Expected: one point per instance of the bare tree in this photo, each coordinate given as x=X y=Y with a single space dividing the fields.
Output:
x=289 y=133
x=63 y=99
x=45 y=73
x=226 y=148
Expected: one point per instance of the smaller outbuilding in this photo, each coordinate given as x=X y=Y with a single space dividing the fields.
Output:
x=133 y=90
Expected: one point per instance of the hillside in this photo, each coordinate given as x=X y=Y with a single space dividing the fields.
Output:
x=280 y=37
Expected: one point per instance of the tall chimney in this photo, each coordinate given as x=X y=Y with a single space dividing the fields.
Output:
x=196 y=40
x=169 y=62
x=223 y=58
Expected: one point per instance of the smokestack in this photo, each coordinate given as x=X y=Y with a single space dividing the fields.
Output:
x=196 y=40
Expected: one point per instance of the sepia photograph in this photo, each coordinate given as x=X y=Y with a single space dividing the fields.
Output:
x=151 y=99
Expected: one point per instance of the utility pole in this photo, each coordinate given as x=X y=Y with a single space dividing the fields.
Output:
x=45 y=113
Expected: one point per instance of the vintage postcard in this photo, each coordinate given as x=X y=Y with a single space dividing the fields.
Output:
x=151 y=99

+ + + + + + +

# To do
Copy all the records above line for line, changing nothing.

# Correct answer
Expected: one point per instance of the bare tree in this photo, each coordinate given as x=X y=Y with a single space dividing the fields.
Output:
x=289 y=133
x=63 y=99
x=45 y=73
x=226 y=148
Expected: one point per instance of the smaller outbuilding in this photo, each coordinate given as x=X y=Y with a single space dividing the fields.
Output:
x=133 y=90
Expected: one point per instance of the hillside in this photo, each coordinate given as x=X y=Y with a single space dividing the fields.
Output:
x=280 y=37
Expected: one point per instance of the tall chimney in this photo, each coordinate given as x=X y=Y with a single space dividing the fields.
Output:
x=196 y=40
x=169 y=62
x=223 y=58
Expected: one point per instance of the smokestack in this photo, each coordinate given as x=X y=Y with a single space dividing the fields.
Output:
x=196 y=40
Expected: one point per instance of the sepia photograph in this photo, each coordinate given as x=X y=Y with a single space dividing the fields.
Output:
x=151 y=99
Expected: one point per instance of the utility pole in this photo, each coordinate given as x=X y=Y with a single space dividing the fields.
Output:
x=45 y=113
Expected: one point per instance of the vintage postcard in this photo, each coordinate given as x=X y=Y with a single space dividing the fields.
Output:
x=151 y=99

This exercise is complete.